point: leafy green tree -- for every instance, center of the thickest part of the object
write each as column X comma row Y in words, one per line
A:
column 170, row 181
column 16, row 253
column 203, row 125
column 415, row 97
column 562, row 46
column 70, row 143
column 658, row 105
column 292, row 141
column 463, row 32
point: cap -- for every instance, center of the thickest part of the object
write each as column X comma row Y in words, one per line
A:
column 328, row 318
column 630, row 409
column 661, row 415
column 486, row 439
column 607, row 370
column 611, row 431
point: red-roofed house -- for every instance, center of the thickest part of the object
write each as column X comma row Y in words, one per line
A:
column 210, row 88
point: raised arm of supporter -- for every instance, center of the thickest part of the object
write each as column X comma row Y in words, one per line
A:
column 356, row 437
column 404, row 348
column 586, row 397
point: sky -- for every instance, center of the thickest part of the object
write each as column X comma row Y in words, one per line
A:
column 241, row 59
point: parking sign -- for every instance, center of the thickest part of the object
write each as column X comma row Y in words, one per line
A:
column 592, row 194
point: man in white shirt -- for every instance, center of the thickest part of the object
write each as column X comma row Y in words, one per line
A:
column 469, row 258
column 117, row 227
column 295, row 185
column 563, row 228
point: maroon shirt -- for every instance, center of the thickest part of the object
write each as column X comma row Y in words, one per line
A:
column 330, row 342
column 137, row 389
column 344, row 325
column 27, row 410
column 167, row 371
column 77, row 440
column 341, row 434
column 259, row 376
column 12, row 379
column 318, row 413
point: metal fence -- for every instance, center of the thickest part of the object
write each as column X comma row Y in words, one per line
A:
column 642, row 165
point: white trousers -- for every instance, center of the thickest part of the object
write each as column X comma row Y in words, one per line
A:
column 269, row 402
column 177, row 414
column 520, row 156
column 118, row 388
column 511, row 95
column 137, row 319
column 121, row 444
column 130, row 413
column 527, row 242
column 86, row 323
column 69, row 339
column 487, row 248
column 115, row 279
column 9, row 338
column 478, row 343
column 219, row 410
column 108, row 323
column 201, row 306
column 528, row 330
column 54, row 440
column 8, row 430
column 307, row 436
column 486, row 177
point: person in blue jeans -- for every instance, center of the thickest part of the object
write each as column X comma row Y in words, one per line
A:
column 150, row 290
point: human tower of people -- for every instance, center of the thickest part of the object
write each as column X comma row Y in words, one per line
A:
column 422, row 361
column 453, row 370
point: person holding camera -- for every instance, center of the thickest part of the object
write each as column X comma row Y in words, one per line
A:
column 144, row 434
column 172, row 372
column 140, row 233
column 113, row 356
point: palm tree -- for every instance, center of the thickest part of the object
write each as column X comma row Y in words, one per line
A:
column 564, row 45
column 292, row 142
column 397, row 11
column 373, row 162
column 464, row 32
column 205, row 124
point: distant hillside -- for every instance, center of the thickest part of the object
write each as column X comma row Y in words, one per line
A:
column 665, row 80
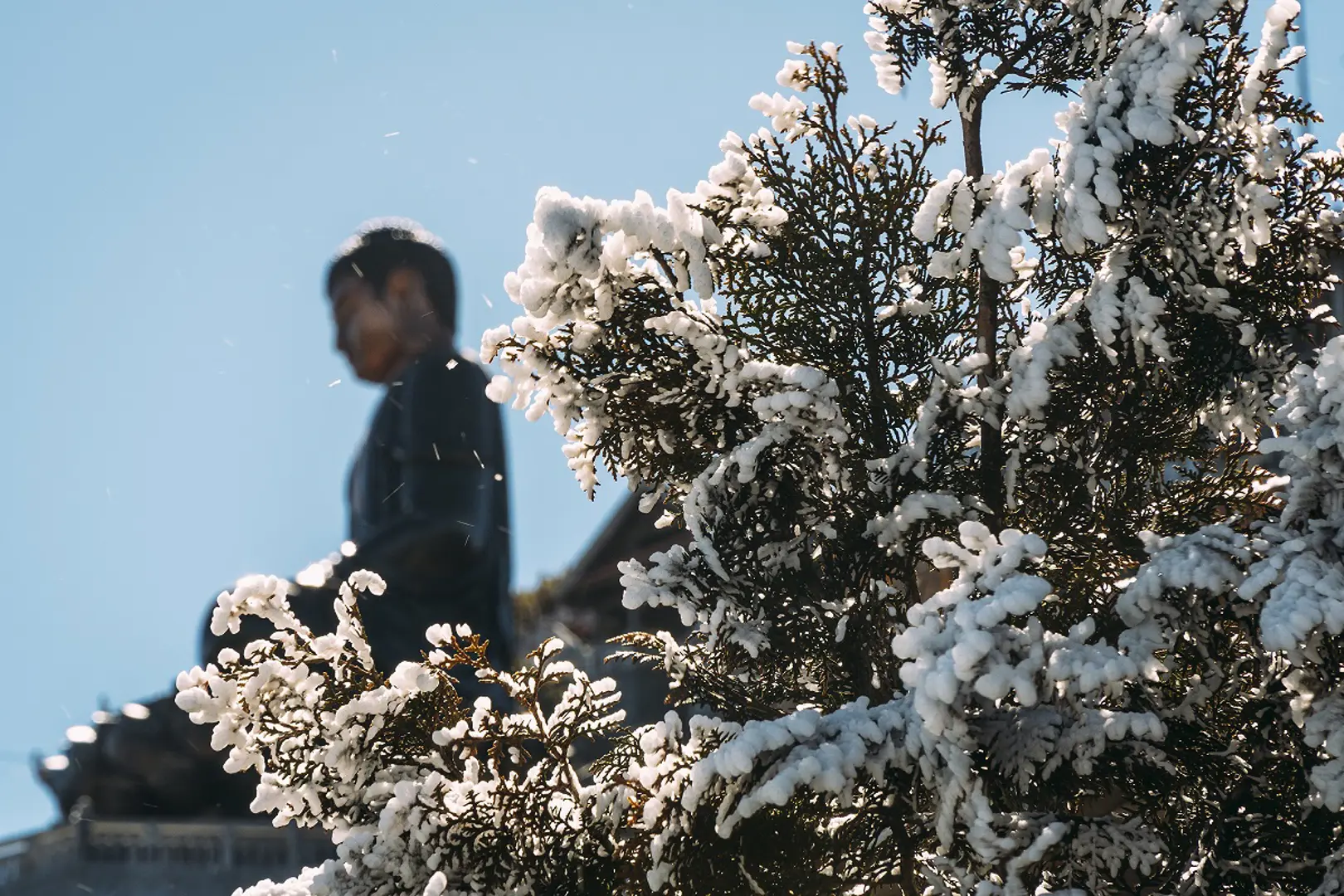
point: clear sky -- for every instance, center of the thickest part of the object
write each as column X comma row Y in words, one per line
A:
column 173, row 180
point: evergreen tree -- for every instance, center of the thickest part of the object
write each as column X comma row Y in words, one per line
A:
column 991, row 586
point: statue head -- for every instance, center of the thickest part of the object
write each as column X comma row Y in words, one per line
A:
column 392, row 292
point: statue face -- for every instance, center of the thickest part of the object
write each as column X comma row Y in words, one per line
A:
column 379, row 334
column 366, row 329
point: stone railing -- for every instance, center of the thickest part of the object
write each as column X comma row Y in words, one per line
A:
column 158, row 856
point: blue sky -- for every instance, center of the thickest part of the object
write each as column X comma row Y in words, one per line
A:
column 173, row 180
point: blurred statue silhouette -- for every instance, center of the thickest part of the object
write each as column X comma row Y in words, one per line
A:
column 427, row 499
column 427, row 512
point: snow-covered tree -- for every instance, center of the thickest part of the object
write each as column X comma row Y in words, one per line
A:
column 1015, row 507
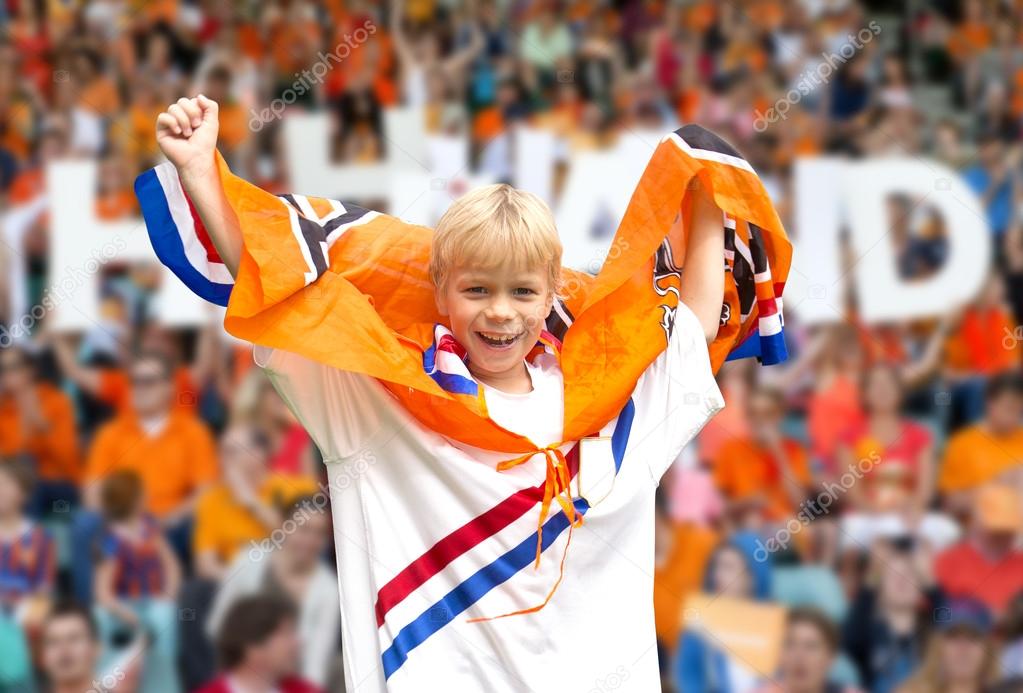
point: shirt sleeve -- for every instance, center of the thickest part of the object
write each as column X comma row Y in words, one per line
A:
column 341, row 410
column 675, row 396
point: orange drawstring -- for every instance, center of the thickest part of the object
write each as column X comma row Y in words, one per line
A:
column 556, row 486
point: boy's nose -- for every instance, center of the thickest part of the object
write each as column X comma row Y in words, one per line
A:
column 500, row 309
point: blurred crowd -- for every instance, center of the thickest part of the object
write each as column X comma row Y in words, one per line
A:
column 164, row 524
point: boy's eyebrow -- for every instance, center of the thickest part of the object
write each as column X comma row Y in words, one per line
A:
column 520, row 278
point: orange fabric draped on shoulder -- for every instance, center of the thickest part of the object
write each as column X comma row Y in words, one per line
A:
column 350, row 288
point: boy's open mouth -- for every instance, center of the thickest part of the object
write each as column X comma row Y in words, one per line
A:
column 497, row 340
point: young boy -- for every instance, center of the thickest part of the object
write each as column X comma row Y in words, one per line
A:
column 464, row 441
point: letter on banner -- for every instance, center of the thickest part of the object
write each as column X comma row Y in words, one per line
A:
column 814, row 290
column 883, row 296
column 82, row 244
column 831, row 190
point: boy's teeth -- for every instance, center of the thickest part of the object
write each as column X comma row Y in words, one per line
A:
column 499, row 338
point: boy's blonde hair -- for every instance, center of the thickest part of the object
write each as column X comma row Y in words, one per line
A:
column 493, row 225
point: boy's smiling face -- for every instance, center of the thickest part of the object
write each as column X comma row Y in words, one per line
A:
column 497, row 315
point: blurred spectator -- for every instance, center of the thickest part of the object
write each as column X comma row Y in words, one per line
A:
column 767, row 468
column 37, row 425
column 894, row 458
column 291, row 565
column 259, row 647
column 994, row 179
column 807, row 655
column 137, row 582
column 890, row 618
column 170, row 449
column 28, row 555
column 989, row 450
column 245, row 507
column 258, row 405
column 70, row 649
column 1012, row 640
column 959, row 656
column 987, row 565
column 731, row 571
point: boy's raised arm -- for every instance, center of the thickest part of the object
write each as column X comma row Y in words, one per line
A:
column 186, row 133
column 703, row 278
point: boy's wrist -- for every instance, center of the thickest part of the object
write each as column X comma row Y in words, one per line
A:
column 198, row 169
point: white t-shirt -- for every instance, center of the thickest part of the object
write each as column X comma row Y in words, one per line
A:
column 429, row 534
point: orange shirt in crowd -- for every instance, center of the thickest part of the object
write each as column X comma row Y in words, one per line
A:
column 984, row 343
column 100, row 96
column 55, row 449
column 681, row 574
column 172, row 464
column 892, row 472
column 964, row 571
column 15, row 129
column 225, row 526
column 745, row 470
column 115, row 389
column 830, row 413
column 27, row 185
column 975, row 456
column 970, row 38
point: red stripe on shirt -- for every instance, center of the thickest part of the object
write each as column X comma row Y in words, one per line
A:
column 461, row 539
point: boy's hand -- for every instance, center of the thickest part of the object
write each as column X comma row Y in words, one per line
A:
column 186, row 133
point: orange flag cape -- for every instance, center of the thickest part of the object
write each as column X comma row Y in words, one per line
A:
column 350, row 288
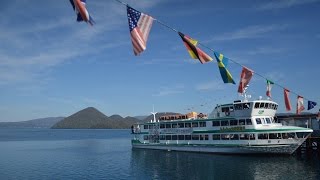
==*==
== EXERCISE OBJECTIVE ==
Would you reproduce the listing above in full and exactly, without its pictures?

== TASK RESULT ==
point: leafy green tree -- for every instance, center of the thickest part of the object
write each as column X comma row Y in words, one per line
A:
column 170, row 181
column 16, row 253
column 203, row 125
column 415, row 97
column 562, row 46
column 70, row 143
column 658, row 105
column 292, row 141
column 463, row 32
point: cap -- for every instance, center of the thickest part of the object
write each as column X comma row Y in words, one per line
A:
column 328, row 318
column 630, row 409
column 661, row 415
column 486, row 439
column 607, row 370
column 611, row 431
point: red-roofed house -- for every instance, center of the thickest part of the object
write each as column X comma row Y in words, one per line
A:
column 210, row 88
point: raised arm of supporter -- for every instance, center of the thickest part of the object
write each as column X comma row Y in words, one per line
A:
column 356, row 437
column 404, row 348
column 586, row 397
point: sky -- for every instance, center of the thickest part of the object
write each as column X comma row Y in words, one per line
A:
column 241, row 59
point: parking sign -- for every instance, center of the thickest part of the object
write each as column X comma row Y in words, one per line
A:
column 592, row 194
point: man in white shirt -- for every instance, center of the thickest part of the object
write each as column X comma row Y in words, one per line
A:
column 469, row 258
column 117, row 227
column 295, row 185
column 563, row 228
point: maroon shirt -- for every instance, center of the thickest part of the object
write each as column X comma row Y in words, one per line
A:
column 330, row 342
column 137, row 389
column 344, row 325
column 27, row 410
column 167, row 371
column 77, row 440
column 341, row 434
column 259, row 376
column 12, row 379
column 318, row 413
point: metal fence -- for every instance, center of the thickest part of the object
write each as column X comma row Y in words, one per line
A:
column 642, row 165
point: white trousers -- for every instance, center of the thickest part of the object
write each as column X comma row Y in words, one per line
A:
column 269, row 402
column 177, row 414
column 520, row 156
column 118, row 388
column 511, row 95
column 137, row 319
column 121, row 444
column 130, row 413
column 527, row 242
column 86, row 323
column 69, row 339
column 487, row 248
column 115, row 279
column 9, row 338
column 478, row 343
column 219, row 410
column 108, row 323
column 201, row 306
column 528, row 330
column 54, row 440
column 8, row 430
column 307, row 436
column 486, row 177
point: person in blue jeans -- for every instance, center of the thickest part of the object
write each as column X comma row Y in words, one per line
A:
column 150, row 290
point: human tower of people -- for every instance, center of the thickest part of the object
write each as column X comma row Y in words, one per line
A:
column 422, row 361
column 453, row 370
point: person holding camera -- for every instance, center of the thickest part of the object
write each as column X comma row Y in words, one per line
A:
column 144, row 434
column 172, row 372
column 140, row 233
column 113, row 356
point: palm tree -- for every instance, center of the thickest part of the object
write each as column X comma row Y in words, one per line
A:
column 564, row 45
column 292, row 142
column 397, row 11
column 373, row 162
column 464, row 32
column 205, row 124
point: distant hillside -- for every instance, center of the thickest part of the object
write each as column X comma row Y in words, one per line
A:
column 665, row 80
point: clear sky -- for every instance, center of the thickest part of the object
write each as column X comma row Y in words, one per line
A:
column 173, row 180
point: evergreen tree -- for every instance, center of the thickest part of the object
write each as column X comma row Y in words, one per line
A:
column 991, row 586
point: statue head -- for every instance, center of the thickest part of the object
write each as column X comma row Y in words, one per line
A:
column 392, row 292
point: statue face -- for every instance, center of the thickest part of the object
write each as column X comma row Y in words, one per line
A:
column 379, row 334
column 366, row 329
point: stone railing -- for every instance, center of the thickest part of the object
write each as column X comma row Y in words, one per line
A:
column 158, row 856
point: blue sky -- for every instance, center of the thickest part of the object
write each as column X comma row Y in words, one per line
A:
column 173, row 180
point: blurred statue silhouette -- for every instance, center of the thickest part of the object
write each as column X comma row Y in words, one per line
A:
column 427, row 499
column 427, row 512
point: snow-covered tree -- for every instance, center of the thickest part of the object
write each as column X comma row Y in words, one per line
A:
column 1015, row 507
point: shirt sleeve -- for every instance, center of the thickest part of the object
write each as column X comma row Y in words, one per line
A:
column 341, row 410
column 675, row 396
point: orange drawstring -- for every instance, center of the thickest part of the object
write each as column X comma row Y in words, one per line
A:
column 556, row 486
point: boy's nose -- for every instance, center of the thickest part of the object
write each as column X comma row Y in words, one per line
A:
column 500, row 309
point: blurred crowd -- for every instance, center of the thickest part of the object
write each as column X comma row Y in words, one per line
A:
column 164, row 524
point: boy's eyebrow -- for every instance, center of the thickest part of the object
write each as column X comma row Y in words, one per line
A:
column 520, row 278
point: orange fabric draped on shoulder -- for every instance, center of the thickest part of the object
write each as column X comma row Y in words, one per line
A:
column 350, row 288
point: boy's open mouth -- for every instance, center of the thickest part of the object
write each as column X comma row Y in words, one per line
A:
column 497, row 340
point: young boy -- for every instance, center of the thickest part of the object
write each as column X comma row Y in words, one per line
A:
column 464, row 441
point: letter on banner -- for every instance, center of the thickest part of the object
write each as column X comma row Y in words, one per line
A:
column 814, row 290
column 883, row 296
column 82, row 244
column 831, row 190
point: boy's teeth -- for every instance, center of the thickest part of the object
write each as column X comma row Y in words, one per line
A:
column 499, row 338
point: boy's blonde hair -- for every instance, center of the thickest part of the object
write each as column X comma row Y in words, one per line
A:
column 493, row 225
point: boy's smiling face -- for every instance, center of the thickest part of the object
write each as column X comma row Y in words, one per line
A:
column 497, row 315
point: blurred spectator -- for every instance, center of the thickest part of the object
write each as column X comma row Y in words, one per line
A:
column 767, row 468
column 37, row 425
column 894, row 458
column 291, row 565
column 259, row 647
column 994, row 179
column 807, row 655
column 137, row 582
column 890, row 618
column 170, row 449
column 28, row 555
column 989, row 450
column 245, row 507
column 258, row 405
column 70, row 649
column 1012, row 640
column 959, row 656
column 987, row 565
column 731, row 571
point: boy's raised arm -- for every instance, center of the thickest part of the object
write each as column X comma row Y in words, one per line
A:
column 186, row 133
column 703, row 278
point: boy's wrist -- for every instance, center of the thickest part of the object
write each as column X comma row Y in words, one per line
A:
column 198, row 169
point: white t-shirt -- for every instance, center of the thickest part of the object
write each as column X comma row Y in words, one per line
A:
column 429, row 534
point: orange shirt in crowd -- for every instance, center of the thickest part of the object
write each as column X comma row Y in words, one per line
A:
column 984, row 343
column 100, row 96
column 55, row 449
column 681, row 574
column 172, row 464
column 892, row 472
column 964, row 571
column 15, row 129
column 225, row 526
column 745, row 470
column 115, row 389
column 830, row 413
column 27, row 185
column 975, row 456
column 970, row 38
point: red stripe on shirt -- for every instance, center of the thickest part of the object
write each as column X comma row Y in words, one per line
A:
column 461, row 539
point: boy's hand -- for every instance, center of the thickest part of the object
write each as column X comma row Y in words, one per line
A:
column 186, row 133
point: orange flag cape -- for every instance, center of the thickest part of the object
write each as column X comma row Y in words, one per line
A:
column 350, row 288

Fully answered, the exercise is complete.